## BRIEF
Pick out each line below that contains the string "black", matching case exactly, and copy those lines.

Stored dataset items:

/---

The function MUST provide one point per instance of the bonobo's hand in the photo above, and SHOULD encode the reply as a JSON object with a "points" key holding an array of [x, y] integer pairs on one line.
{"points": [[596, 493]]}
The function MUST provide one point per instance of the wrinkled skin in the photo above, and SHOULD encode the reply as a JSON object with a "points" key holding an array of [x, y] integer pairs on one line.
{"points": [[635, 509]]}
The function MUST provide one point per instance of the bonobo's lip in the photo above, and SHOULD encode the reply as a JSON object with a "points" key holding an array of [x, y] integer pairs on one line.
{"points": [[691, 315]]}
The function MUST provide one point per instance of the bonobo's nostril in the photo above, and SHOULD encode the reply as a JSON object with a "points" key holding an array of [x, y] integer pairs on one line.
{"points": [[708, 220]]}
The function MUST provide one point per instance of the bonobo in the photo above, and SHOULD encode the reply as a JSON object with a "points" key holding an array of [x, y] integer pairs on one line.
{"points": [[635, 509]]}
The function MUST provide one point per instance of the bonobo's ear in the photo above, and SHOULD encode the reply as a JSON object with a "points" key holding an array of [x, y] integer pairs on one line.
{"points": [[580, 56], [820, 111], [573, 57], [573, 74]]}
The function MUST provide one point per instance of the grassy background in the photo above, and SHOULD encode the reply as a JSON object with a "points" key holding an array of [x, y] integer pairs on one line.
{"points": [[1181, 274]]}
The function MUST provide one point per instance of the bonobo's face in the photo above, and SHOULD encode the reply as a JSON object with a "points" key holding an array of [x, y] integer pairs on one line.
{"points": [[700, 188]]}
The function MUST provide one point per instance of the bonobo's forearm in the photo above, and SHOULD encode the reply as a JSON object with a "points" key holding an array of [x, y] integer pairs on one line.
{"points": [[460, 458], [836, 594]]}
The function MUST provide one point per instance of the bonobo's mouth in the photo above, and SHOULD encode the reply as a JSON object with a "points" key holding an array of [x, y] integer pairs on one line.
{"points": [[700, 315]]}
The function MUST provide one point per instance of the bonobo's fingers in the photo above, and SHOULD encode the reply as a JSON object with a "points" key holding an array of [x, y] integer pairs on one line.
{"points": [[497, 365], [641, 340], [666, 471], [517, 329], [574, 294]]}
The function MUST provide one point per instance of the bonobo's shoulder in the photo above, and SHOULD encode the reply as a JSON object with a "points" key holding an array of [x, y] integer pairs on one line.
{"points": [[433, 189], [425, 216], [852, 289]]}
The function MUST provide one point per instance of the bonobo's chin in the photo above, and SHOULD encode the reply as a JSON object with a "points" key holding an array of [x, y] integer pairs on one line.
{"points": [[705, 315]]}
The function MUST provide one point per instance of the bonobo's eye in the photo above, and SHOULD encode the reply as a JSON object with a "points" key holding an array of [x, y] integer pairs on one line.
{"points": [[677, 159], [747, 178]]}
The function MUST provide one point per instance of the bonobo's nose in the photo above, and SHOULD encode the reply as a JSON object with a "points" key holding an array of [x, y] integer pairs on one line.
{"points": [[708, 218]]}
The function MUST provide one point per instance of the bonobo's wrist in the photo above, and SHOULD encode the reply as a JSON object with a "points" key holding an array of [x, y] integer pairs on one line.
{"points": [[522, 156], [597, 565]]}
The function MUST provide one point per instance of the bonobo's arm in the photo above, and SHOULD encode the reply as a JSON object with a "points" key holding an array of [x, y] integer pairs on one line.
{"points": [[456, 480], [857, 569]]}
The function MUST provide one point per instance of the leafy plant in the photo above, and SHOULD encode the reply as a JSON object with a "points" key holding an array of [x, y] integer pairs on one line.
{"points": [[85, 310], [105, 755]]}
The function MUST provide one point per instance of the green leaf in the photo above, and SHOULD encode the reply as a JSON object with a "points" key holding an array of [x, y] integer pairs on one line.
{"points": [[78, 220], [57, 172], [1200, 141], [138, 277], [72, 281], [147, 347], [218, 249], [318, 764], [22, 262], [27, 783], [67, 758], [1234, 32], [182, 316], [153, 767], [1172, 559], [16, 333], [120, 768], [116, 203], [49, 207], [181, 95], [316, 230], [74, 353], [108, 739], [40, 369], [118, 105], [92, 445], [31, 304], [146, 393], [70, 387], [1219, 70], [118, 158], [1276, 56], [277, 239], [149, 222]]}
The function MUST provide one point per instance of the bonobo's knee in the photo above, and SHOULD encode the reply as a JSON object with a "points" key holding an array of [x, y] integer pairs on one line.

\---
/---

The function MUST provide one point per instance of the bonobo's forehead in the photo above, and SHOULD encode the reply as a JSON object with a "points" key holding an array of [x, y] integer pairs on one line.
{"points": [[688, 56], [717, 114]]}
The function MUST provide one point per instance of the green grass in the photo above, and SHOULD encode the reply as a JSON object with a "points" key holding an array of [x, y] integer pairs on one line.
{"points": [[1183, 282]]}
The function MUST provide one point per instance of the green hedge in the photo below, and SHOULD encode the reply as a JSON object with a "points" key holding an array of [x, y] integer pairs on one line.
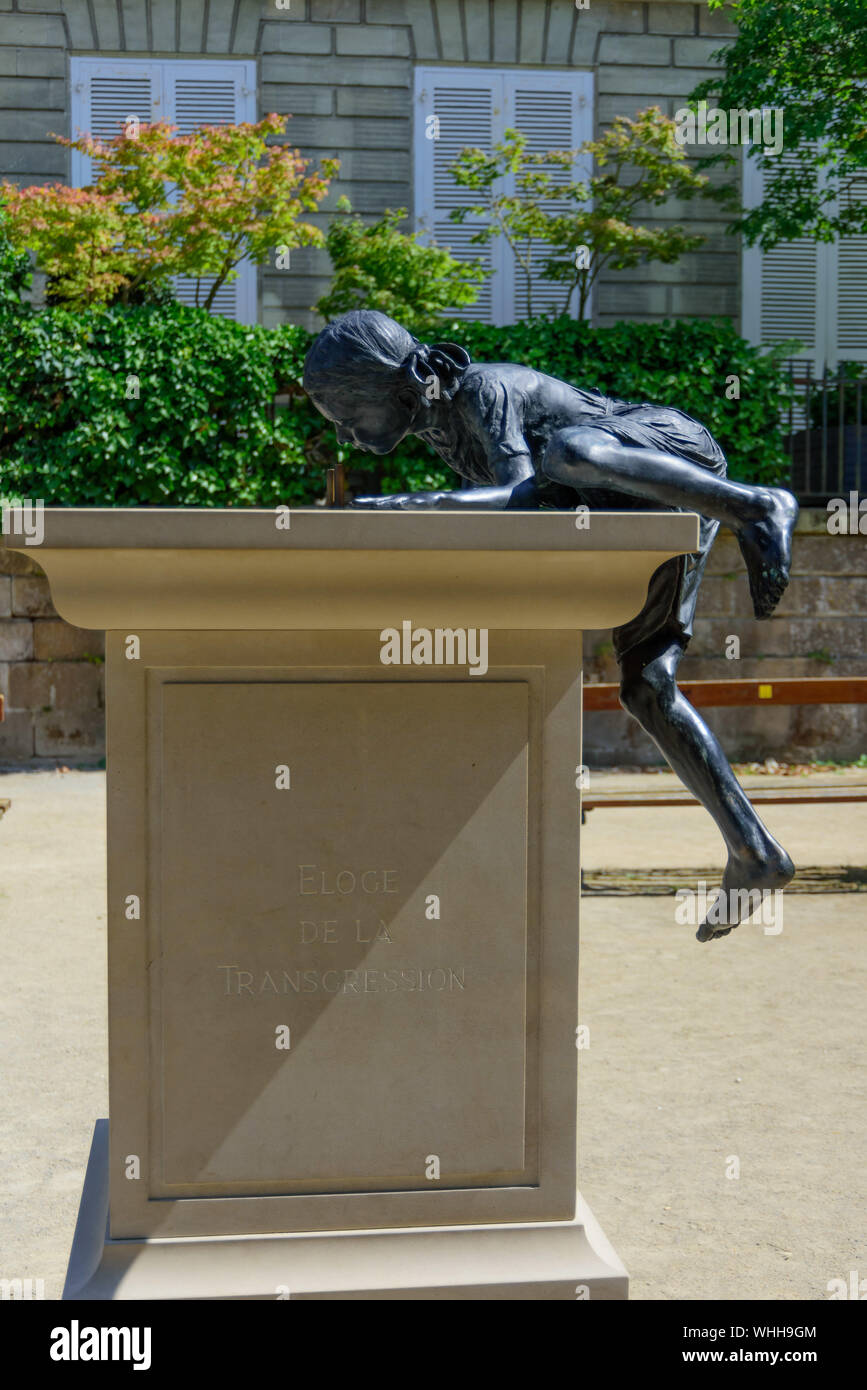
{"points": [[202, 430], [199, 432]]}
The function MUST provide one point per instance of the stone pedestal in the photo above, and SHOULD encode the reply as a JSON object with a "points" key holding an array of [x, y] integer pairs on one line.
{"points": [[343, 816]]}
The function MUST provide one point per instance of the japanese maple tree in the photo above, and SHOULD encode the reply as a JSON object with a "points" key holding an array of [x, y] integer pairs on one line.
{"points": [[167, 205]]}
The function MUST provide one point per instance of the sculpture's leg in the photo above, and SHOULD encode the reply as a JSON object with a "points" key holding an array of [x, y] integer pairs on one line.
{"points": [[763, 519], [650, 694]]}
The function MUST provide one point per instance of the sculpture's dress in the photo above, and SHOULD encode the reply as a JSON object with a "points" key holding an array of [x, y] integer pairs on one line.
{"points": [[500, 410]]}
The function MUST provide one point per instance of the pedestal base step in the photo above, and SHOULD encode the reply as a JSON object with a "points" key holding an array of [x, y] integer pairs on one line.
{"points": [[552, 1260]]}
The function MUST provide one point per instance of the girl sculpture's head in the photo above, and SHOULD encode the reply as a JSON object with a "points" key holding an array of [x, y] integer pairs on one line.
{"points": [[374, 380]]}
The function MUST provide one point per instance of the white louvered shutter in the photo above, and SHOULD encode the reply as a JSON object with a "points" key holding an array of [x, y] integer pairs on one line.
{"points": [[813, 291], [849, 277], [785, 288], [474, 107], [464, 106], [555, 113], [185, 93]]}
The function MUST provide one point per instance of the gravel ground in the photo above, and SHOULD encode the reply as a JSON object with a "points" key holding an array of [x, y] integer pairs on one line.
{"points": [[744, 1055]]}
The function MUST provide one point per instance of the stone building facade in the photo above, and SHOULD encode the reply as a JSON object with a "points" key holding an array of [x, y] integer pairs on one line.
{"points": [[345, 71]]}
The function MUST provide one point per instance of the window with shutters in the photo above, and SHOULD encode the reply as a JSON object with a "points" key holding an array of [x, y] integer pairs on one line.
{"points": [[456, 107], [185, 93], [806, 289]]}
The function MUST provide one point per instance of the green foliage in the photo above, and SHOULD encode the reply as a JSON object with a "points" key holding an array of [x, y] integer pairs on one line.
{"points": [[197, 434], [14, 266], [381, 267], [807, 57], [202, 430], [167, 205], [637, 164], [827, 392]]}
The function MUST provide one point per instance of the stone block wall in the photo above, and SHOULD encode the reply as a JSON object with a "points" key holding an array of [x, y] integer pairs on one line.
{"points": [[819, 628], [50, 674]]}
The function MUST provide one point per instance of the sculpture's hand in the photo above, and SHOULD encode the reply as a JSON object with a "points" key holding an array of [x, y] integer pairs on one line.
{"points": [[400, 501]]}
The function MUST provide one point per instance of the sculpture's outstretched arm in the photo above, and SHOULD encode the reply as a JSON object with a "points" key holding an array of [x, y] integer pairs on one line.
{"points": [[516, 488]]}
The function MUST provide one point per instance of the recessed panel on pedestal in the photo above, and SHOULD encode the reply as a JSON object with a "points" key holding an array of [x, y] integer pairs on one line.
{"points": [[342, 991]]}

\---
/---

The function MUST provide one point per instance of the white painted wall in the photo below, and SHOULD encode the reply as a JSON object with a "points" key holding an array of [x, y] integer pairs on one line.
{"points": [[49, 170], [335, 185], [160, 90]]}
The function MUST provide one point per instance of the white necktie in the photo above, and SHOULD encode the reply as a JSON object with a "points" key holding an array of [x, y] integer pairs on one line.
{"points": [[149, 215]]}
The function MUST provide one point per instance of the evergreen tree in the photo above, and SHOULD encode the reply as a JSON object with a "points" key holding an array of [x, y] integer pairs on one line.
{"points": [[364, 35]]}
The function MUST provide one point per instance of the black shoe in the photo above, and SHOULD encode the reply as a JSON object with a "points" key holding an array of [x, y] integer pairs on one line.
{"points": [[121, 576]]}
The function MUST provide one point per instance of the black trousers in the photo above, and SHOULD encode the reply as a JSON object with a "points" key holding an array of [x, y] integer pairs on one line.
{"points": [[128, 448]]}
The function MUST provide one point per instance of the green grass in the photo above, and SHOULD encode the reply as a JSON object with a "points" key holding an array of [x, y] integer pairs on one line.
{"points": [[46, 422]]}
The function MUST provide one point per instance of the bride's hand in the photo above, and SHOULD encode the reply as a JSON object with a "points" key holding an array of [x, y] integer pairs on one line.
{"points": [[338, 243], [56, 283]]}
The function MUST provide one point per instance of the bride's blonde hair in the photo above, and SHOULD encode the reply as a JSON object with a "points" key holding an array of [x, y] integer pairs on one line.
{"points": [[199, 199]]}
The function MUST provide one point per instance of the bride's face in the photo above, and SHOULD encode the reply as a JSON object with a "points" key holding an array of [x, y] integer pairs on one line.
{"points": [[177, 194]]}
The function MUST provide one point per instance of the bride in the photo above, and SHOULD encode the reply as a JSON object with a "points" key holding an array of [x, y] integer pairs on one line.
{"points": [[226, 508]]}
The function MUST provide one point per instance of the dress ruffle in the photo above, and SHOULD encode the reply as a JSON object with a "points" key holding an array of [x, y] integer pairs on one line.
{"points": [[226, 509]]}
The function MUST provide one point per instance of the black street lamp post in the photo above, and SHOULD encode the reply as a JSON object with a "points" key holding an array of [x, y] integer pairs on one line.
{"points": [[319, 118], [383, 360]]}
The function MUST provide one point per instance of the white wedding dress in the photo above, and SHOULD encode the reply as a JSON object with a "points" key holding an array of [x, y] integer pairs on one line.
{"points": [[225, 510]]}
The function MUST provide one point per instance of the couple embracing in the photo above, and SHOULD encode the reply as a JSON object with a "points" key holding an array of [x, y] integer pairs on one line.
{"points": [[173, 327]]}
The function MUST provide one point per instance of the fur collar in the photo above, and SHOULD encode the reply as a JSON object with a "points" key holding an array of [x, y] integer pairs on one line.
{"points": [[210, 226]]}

\---

## FINISHED EXERCISE
The function MUST provide one point per instance of the black shoe in the photo above, and SHOULD encode the reply as a JSON object with a "points" key holding an array of [x, y] integer pairs on one line.
The function MUST provide one point per instance of the black trousers in the photo above, and SHOULD encode the reply as a JSON object with a "points" key holding an array of [x, y] integer pairs on one line.
The function MUST provide one point per instance of the black street lamp post in the photo above, and SHOULD encode the reply as a JSON object with a "points" key holding an array of [x, y] integer pairs on one line.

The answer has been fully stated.